Show all lines below holding the string "faucet".

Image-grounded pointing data
[Start of Attachment]

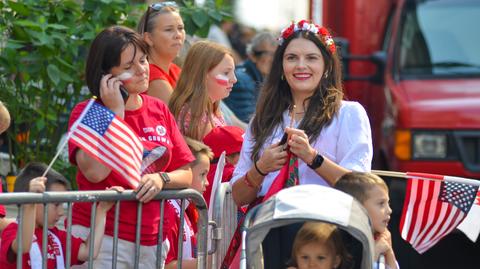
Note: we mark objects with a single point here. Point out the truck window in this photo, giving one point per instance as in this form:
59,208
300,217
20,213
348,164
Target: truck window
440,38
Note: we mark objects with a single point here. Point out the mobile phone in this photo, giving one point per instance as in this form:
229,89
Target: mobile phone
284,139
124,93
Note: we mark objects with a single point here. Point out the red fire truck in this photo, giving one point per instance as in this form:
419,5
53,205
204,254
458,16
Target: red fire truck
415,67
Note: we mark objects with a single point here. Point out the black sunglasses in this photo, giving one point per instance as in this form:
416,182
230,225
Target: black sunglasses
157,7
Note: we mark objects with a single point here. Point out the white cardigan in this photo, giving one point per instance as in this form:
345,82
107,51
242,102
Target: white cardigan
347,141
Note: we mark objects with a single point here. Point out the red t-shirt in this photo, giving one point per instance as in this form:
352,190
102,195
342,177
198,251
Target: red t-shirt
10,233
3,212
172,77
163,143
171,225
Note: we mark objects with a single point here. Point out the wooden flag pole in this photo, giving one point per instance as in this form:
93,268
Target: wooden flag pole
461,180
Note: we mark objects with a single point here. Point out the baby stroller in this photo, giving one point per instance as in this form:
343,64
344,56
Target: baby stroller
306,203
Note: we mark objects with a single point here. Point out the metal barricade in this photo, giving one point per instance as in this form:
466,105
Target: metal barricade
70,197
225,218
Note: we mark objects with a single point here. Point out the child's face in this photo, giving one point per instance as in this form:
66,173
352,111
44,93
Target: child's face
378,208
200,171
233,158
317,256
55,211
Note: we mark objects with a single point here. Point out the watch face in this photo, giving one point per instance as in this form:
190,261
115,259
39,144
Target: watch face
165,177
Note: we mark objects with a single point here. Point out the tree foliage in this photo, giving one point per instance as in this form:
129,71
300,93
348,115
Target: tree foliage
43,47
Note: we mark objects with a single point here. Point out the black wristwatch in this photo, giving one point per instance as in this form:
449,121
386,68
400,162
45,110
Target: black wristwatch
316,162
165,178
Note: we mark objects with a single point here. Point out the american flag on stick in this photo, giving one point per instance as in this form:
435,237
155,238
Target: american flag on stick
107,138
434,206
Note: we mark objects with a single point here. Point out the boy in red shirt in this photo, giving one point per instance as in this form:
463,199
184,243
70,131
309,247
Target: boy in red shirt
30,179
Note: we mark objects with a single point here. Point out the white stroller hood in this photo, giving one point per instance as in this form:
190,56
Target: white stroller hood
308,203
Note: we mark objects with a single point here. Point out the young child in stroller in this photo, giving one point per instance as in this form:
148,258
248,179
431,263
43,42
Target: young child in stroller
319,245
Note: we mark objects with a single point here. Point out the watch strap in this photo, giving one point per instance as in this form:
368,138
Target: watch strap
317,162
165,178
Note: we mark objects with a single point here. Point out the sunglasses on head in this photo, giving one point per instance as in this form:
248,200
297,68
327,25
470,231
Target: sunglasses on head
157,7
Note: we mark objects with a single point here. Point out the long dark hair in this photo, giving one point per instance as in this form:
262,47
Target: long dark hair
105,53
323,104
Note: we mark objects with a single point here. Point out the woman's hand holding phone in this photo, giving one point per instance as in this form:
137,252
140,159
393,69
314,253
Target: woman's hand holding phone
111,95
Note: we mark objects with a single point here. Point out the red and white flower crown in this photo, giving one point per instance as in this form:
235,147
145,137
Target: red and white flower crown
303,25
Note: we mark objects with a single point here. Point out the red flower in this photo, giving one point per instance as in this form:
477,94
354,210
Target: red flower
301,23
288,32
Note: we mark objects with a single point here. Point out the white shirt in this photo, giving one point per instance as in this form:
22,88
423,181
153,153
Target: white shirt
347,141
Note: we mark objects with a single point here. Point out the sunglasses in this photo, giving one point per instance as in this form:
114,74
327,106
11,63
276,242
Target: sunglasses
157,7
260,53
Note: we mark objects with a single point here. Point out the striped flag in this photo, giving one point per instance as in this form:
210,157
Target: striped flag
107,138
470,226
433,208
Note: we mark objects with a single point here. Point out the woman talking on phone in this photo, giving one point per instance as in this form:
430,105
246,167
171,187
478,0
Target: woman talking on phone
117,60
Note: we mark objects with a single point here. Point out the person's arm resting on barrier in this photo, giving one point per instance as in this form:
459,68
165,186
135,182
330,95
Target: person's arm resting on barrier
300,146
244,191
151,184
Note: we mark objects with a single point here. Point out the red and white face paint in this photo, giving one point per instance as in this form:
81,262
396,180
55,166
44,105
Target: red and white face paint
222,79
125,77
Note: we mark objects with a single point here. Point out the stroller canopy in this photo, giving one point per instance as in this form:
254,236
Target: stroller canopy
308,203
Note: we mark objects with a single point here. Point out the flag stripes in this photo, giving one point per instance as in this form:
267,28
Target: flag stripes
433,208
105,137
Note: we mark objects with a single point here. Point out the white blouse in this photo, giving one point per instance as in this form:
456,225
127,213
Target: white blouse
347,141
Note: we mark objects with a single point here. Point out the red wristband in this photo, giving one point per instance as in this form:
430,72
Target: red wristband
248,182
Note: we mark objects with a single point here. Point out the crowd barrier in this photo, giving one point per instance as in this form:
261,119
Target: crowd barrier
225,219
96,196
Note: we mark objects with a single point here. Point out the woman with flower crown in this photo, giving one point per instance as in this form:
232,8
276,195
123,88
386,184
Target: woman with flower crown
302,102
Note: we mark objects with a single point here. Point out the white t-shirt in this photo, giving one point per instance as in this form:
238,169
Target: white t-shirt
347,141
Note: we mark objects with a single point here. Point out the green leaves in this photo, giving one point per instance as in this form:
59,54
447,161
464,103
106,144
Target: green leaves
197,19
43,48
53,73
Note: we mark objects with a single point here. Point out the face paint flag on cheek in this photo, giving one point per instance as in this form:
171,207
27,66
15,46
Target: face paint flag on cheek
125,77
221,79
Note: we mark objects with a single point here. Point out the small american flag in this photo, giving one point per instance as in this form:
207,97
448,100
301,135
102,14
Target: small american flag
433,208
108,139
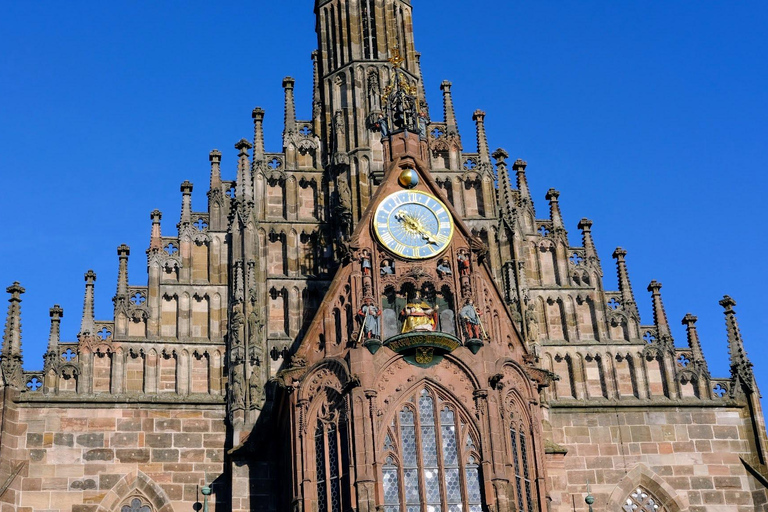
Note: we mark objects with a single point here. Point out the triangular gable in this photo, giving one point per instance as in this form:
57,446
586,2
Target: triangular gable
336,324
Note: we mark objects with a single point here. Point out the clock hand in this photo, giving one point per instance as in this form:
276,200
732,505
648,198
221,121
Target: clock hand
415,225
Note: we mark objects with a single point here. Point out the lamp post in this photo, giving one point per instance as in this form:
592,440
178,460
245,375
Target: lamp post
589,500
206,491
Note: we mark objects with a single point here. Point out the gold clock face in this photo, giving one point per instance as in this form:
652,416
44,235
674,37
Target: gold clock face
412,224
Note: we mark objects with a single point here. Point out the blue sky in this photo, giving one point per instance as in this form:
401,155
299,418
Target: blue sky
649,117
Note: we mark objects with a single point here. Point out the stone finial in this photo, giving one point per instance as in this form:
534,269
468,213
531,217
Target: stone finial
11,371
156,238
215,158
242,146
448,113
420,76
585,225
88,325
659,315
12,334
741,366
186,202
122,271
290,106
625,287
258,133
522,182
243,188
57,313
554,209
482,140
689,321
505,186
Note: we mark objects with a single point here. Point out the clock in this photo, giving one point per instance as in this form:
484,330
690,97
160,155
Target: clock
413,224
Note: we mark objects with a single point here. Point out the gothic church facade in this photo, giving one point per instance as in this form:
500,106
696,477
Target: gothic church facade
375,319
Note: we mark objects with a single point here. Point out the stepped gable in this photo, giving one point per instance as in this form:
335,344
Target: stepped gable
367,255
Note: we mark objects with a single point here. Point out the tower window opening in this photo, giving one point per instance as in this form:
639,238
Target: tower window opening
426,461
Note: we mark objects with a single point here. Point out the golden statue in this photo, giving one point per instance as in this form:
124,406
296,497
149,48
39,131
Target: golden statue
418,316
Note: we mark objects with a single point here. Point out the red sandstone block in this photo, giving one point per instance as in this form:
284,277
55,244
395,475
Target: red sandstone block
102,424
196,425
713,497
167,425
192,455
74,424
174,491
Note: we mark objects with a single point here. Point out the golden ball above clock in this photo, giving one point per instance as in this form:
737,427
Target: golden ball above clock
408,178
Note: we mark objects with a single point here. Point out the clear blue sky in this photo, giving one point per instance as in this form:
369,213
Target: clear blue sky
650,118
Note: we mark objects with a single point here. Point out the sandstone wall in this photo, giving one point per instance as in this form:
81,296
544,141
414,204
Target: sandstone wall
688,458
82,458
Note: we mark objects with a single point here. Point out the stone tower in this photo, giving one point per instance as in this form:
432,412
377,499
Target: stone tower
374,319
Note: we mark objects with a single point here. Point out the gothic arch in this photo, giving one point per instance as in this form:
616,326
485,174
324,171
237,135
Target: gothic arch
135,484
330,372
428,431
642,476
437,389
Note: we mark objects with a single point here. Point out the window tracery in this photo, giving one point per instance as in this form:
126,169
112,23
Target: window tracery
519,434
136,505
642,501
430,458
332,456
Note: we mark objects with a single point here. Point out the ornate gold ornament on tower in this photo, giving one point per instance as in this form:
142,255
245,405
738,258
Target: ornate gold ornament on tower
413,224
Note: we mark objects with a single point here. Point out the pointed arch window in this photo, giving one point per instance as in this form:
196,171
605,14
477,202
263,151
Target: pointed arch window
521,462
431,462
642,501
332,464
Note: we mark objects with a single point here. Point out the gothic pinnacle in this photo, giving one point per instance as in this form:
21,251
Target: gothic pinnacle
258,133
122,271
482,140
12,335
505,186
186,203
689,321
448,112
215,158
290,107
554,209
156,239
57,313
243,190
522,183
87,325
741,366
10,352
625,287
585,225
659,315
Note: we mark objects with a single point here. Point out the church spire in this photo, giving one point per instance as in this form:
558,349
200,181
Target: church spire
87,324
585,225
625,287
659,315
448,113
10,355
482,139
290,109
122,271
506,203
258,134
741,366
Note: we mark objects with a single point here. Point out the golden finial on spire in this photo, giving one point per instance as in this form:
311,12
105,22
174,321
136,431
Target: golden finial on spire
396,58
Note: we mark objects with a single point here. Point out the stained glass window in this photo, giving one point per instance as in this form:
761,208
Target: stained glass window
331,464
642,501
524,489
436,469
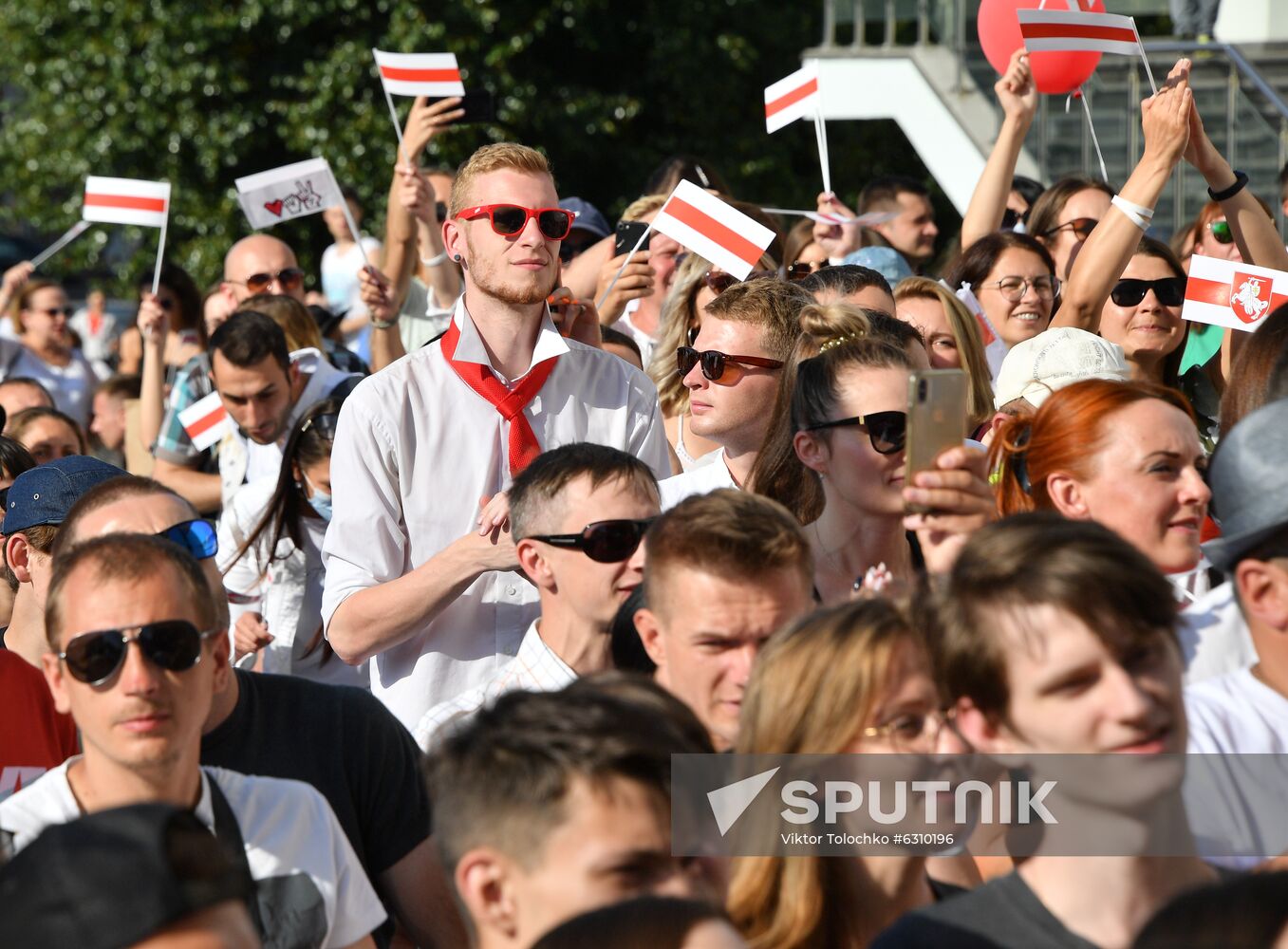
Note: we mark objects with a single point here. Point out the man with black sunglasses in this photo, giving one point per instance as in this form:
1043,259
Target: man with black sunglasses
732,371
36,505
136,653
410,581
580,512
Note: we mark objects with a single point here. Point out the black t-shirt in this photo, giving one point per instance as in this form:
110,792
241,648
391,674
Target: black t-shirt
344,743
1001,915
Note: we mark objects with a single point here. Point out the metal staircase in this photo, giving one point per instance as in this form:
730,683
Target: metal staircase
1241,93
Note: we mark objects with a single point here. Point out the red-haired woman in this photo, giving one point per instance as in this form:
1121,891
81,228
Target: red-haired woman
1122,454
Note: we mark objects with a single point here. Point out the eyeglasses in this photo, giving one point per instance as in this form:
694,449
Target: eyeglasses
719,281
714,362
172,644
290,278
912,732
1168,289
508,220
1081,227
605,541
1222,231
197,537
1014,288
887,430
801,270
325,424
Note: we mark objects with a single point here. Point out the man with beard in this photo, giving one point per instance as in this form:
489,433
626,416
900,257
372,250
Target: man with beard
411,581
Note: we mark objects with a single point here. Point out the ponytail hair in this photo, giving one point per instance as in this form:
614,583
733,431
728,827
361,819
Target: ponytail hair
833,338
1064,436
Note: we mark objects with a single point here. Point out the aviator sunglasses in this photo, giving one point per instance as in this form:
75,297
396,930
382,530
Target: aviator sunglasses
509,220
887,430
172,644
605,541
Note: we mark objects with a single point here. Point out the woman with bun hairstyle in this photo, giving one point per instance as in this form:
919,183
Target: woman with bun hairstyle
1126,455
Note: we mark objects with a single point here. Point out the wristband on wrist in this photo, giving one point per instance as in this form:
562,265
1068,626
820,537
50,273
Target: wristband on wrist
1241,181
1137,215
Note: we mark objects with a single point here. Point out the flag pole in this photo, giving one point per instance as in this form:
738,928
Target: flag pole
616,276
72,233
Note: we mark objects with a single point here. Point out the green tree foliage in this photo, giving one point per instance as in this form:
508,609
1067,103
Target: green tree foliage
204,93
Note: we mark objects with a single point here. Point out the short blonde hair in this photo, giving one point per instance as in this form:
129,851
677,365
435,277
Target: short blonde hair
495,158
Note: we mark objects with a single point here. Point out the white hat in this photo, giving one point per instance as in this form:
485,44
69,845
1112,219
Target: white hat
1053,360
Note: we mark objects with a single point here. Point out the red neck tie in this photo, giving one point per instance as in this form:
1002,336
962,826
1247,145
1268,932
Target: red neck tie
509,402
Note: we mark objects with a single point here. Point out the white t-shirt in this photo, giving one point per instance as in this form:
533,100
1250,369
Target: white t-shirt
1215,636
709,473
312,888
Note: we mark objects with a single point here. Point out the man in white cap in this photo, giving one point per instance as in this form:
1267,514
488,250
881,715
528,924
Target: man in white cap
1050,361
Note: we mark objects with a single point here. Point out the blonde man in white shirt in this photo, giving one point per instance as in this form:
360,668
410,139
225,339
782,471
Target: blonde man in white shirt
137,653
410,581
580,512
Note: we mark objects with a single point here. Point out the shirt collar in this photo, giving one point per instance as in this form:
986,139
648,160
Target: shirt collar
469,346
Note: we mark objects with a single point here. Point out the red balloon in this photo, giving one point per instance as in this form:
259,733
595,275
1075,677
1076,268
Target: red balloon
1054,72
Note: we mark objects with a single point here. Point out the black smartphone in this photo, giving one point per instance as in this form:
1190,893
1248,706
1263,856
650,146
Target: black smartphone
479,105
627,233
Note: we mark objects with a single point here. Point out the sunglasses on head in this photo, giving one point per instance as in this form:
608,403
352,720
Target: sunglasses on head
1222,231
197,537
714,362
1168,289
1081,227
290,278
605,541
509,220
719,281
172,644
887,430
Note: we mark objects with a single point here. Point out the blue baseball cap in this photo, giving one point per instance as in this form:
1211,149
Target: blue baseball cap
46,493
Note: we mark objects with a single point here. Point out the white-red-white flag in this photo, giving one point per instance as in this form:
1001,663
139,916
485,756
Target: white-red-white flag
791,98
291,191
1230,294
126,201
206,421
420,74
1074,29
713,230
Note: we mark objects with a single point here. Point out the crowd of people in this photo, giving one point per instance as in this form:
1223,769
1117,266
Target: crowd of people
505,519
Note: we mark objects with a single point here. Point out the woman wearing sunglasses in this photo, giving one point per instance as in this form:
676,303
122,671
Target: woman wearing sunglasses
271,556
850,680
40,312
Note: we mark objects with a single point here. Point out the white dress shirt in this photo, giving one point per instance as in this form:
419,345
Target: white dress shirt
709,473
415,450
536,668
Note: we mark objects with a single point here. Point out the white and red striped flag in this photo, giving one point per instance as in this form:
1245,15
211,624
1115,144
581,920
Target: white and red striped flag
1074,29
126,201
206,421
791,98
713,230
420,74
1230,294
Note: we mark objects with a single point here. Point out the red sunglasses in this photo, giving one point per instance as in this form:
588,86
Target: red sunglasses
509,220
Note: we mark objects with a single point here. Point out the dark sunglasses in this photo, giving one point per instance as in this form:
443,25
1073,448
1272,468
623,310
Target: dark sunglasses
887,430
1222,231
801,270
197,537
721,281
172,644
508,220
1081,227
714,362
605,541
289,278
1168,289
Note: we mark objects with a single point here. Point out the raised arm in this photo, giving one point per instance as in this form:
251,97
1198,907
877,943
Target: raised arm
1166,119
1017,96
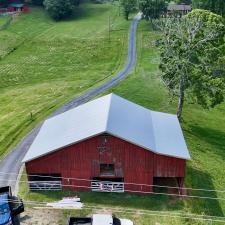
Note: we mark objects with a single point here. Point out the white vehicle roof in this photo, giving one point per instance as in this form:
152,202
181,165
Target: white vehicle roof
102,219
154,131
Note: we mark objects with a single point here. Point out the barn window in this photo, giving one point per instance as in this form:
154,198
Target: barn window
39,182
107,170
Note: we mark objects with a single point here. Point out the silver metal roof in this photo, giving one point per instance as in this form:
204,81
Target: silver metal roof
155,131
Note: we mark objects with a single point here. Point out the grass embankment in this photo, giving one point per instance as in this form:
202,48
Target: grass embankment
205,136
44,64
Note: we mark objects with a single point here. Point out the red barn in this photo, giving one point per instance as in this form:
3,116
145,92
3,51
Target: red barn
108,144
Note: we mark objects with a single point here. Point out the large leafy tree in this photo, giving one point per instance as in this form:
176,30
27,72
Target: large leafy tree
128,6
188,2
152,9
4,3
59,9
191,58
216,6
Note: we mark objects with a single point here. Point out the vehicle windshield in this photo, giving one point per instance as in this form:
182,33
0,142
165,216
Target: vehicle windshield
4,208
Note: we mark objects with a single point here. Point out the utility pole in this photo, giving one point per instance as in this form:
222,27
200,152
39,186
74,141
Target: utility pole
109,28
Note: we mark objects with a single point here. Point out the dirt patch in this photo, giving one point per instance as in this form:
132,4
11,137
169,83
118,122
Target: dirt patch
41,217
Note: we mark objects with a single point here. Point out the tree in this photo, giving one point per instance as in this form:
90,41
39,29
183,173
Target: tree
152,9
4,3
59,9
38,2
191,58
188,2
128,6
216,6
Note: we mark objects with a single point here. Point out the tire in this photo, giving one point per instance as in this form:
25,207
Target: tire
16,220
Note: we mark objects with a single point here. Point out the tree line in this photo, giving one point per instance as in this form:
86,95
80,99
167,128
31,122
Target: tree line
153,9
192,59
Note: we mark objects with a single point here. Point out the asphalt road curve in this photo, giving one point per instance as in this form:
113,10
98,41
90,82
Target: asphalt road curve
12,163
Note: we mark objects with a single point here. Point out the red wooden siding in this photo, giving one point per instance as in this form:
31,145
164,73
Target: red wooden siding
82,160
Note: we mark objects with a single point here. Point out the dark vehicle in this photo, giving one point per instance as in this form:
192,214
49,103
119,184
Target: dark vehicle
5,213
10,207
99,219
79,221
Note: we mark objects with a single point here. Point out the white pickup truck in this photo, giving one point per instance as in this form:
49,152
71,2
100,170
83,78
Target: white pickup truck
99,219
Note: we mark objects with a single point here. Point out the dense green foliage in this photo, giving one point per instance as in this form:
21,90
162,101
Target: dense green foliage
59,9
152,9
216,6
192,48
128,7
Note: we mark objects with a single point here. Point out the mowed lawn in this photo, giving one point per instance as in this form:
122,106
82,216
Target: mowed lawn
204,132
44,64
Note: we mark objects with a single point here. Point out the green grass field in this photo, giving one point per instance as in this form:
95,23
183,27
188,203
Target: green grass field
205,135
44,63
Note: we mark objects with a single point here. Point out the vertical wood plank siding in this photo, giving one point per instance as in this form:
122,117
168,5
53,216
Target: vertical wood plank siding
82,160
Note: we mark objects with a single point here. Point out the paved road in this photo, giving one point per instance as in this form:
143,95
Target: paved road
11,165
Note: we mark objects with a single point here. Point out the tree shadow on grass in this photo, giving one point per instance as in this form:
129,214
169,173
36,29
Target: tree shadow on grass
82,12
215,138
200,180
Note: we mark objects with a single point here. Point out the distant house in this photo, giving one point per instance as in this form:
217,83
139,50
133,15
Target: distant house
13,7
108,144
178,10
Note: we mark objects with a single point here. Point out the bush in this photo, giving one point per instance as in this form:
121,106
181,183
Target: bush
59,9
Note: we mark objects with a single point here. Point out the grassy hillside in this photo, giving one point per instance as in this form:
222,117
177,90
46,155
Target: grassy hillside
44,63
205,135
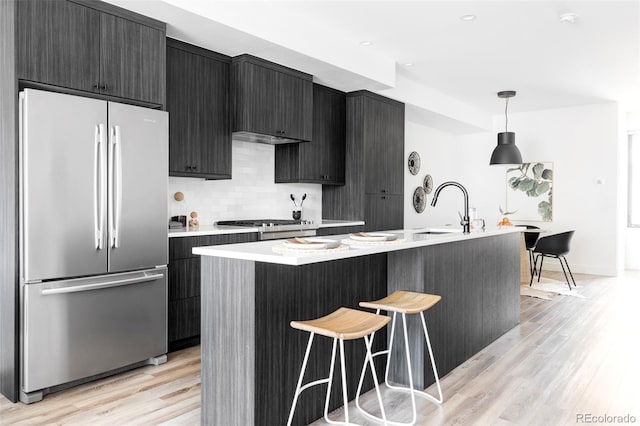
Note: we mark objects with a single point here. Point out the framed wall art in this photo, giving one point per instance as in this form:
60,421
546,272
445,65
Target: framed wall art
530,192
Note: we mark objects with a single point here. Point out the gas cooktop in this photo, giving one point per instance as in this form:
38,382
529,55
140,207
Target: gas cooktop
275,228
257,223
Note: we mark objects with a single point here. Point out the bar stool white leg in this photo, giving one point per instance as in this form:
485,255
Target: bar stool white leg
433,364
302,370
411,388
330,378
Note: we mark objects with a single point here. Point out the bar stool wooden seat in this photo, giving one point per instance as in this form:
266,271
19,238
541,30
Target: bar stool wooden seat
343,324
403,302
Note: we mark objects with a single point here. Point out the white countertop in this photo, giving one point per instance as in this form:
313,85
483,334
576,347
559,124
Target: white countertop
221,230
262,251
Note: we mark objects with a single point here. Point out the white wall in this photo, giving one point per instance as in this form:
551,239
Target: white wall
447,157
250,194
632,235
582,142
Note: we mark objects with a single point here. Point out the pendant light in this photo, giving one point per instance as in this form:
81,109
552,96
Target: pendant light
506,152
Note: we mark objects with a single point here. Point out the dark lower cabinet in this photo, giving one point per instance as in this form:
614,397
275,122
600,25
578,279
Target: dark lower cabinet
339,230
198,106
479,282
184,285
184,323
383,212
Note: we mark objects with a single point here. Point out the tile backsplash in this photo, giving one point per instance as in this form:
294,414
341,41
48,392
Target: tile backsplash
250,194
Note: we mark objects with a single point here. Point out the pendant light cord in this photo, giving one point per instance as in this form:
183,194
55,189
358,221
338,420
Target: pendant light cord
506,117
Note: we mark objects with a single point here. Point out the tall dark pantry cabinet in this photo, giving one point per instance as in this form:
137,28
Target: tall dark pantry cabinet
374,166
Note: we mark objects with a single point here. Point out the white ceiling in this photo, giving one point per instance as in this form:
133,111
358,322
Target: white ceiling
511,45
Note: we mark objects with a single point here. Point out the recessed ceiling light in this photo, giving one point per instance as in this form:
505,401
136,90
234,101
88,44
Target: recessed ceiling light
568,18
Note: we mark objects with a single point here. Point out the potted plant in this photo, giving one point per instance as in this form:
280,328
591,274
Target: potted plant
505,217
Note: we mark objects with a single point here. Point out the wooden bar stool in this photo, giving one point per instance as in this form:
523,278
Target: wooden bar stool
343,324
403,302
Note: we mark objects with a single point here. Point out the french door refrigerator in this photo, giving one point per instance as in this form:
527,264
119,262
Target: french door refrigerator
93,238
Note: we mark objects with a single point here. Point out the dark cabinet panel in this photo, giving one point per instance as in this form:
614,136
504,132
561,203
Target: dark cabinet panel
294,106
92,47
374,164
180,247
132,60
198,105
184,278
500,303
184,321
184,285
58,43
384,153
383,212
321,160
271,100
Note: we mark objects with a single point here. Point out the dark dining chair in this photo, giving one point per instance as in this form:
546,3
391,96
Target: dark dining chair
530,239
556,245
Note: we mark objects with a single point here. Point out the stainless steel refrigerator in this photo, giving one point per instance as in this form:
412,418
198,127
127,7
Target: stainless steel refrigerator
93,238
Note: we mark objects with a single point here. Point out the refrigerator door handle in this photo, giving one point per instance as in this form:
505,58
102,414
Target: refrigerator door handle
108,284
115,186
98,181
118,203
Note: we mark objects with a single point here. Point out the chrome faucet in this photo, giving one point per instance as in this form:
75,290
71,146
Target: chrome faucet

[End of Attachment]

## ANSWER AREA
Note: we mark objects with a single point here. Point out the chrome faucet in this photo, giving one point per instance as in this form:
Target: chrome faucet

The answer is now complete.